_GIVEN PROBLEM A:_ In the listing, from its start through the line containing "[0,576,38,594]", swap "grey rock" for "granite boulder" and reproduce those lines with nothing else changed and the pictures left out.

_DOCUMENT SEGMENT:_
Skip to content

Pipeline Overview

The MSE-KG is constructed, validated, and published through an automated pipeline orchestrated by Apache Airflow. The pipeline comprises eleven Directed Acyclic Graphs (DAGs) organised into three architectural tiers: a core processing chain, a parallel harvester tier, and a release tier.

Ontology transformations throughout the pipeline rely on ROBOT, an open-source command-line tool for automating OWL ontology development tasks including template processing, merging, reasoning, module extraction, and quality reporting.

Pipeline Architecture

graph TD
    subgraph "📋 Template Tier"
        SHEETS["27 Google Sheets<br/>(TSV templates)"]
    end

    subgraph "⚙️ Core Pipeline"
        PS["<b>process_spreadsheets</b><br/>ROBOT template → 27 OWL modules"]
        MG["<b>merge</b><br/>ROBOT merge → spreadsheets_asserted.ttl"]
        RS["<b>reason_openllet_new</b><br/>Openllet → inferences.ttl"]
        VC["<b>validation_checks</b><br/>HermiT + SHACL + SPARQL verify"]
        PV["<b>publish_to_virtuoso</b><br/>Upload 5 named graphs"]
    end

    subgraph "🌐 Harvester Tier (weekly)"
        HZ["harvester_zenodo"]
        HE["harvester_endpoints"]
        HP["harvester_pmd"]
    end

    subgraph "📦 Release Tier"

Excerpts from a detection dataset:
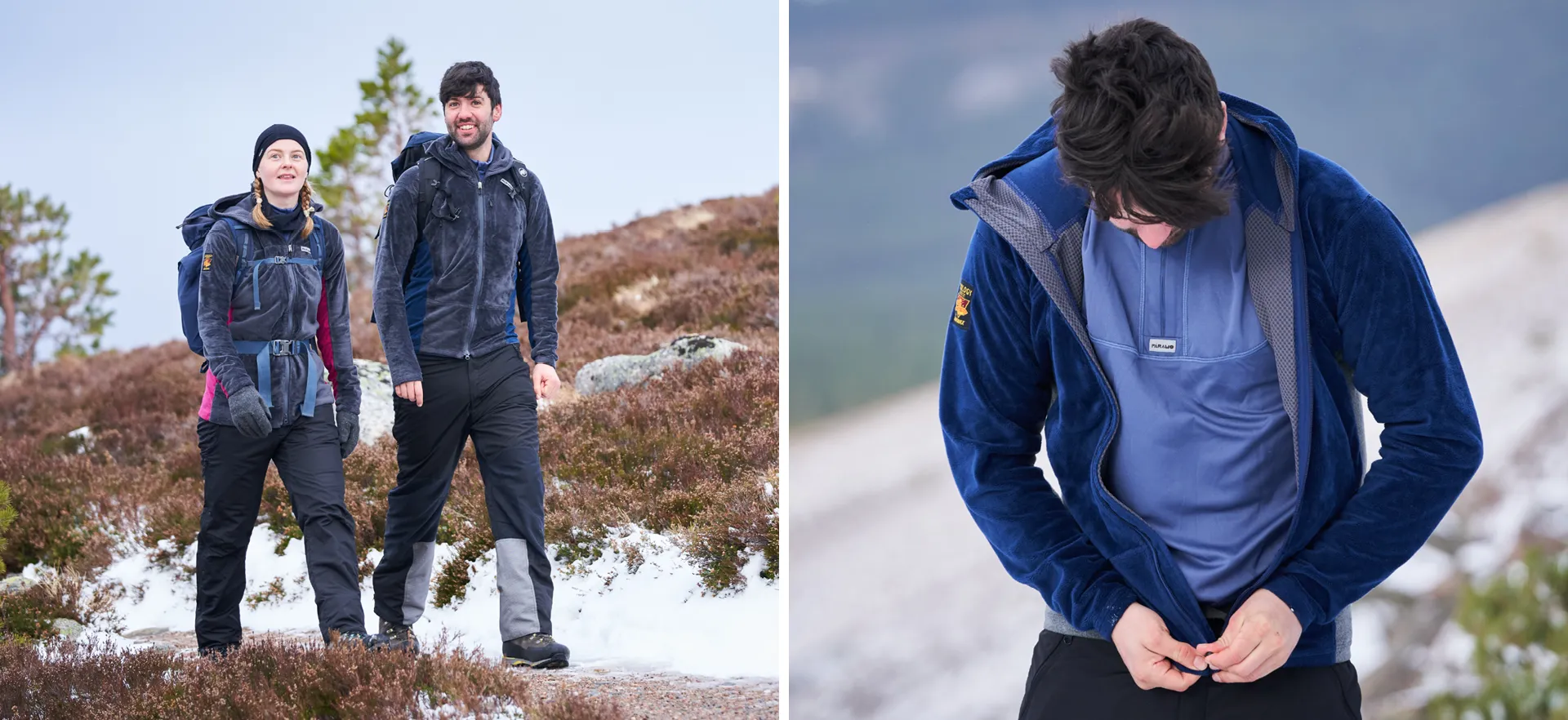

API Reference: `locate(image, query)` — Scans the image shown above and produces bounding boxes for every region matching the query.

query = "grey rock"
[53,618,88,638]
[121,628,169,640]
[577,336,746,395]
[0,576,38,594]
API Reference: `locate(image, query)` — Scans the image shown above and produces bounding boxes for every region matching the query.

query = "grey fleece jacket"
[375,135,559,384]
[198,194,359,429]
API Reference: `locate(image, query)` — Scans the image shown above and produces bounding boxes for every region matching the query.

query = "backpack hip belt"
[234,340,322,417]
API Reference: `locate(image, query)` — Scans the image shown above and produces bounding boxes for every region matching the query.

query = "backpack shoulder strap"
[223,218,252,287]
[511,157,533,202]
[416,155,441,232]
[310,223,326,265]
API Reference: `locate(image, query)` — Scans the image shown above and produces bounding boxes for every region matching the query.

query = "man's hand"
[1110,602,1207,691]
[1192,590,1302,682]
[533,362,561,400]
[392,380,425,408]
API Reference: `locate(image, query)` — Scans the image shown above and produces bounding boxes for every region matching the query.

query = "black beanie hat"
[251,122,310,172]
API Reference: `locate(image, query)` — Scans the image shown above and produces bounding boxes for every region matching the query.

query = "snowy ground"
[789,185,1568,718]
[24,527,779,678]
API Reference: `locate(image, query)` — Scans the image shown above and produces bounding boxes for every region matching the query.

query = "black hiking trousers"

_GIVEN PROBLEM B:_ Translate this sentence from the pipeline overview into Spanish: "The MSE-KG is constructed, validated, and published through an automated pipeline orchestrated by Apache Airflow."

_WORKED SOLUTION A:_
API Reference: `locate(image, query)` — Scans the image shown above and produces bounding boxes for every region matching the query.

query = "granite boulder"
[53,618,88,638]
[121,628,169,640]
[577,336,746,395]
[0,576,38,594]

_WORKED SOLUTION B:_ El MSE-KG se construye, se valida y se publica mediante un pipeline automatizado orquestado por Apache Airflow.